Seçilen Bölüm –

'''

Bir toplumun çoğunluğu tarafından bütünün ayrılmaz parçası
sayılanlar kendini neden azınlık olarak göstermeye ve kabul
ettirmeye çalışmaktadır?
1984 yılından beri toplumsal barış ve huzurun en büyük düşmanı
olarak kimler öne çıkmıştır?
Önce bu sorulara tatmin edici cevaplar vermek
mecburiyetindesiniz.
2002 yılına gelindiğinde marjinalleşen ve âdeta beli kırılan PKK,
AKP iktidarı sayesinde süründüğü yerden kaldırılıp palazlandırıldı.
13 yılda güç kazandı, toparlandı, devlete kafa tutacak hâle
geldi.
Siyasileşmesi için bölücü örgütün önü açıldı. Nitekim 7 Haziran’da
80 milletvekili çıkararak siyasi kanadını Meclise taşıdı.

'''

Verilen Görev 1 – Seçilen bölümde rakamla yazılmış bütün sayıları geçtikleri sırayla sıralayın.
Verilen Görev 2 – Seçilen bölümü "Bir toplumun çoğunluğu" sözcüklerinin bulunduğu yerden başlayarak aynen yineleyin; "kimler öne çıkmıştır?" sözcüklerinden sonra durun.
Aşağıdaki listenin bu çalışmayla hiçbir ilgisi yoktur.

Ham Veri –

'''

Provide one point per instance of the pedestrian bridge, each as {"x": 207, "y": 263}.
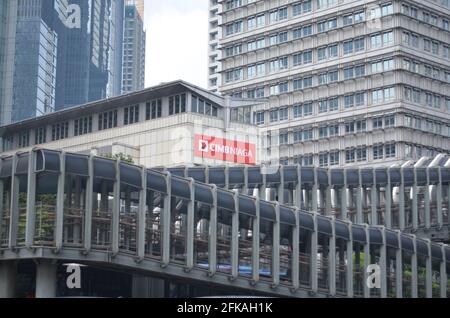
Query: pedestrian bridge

'''

Yazılı Yanıt 1 – 1984, 2002, 13, 7, 80

Yazılı Yanıt 2 –
Bir toplumun çoğunluğu tarafından bütünün ayrılmaz parçası
sayılanlar kendini neden azınlık olarak göstermeye ve kabul
ettirmeye çalışmaktadır?
1984 yılından beri toplumsal barış ve huzurun en büyük düşmanı
olarak kimler öne çıkmıştır?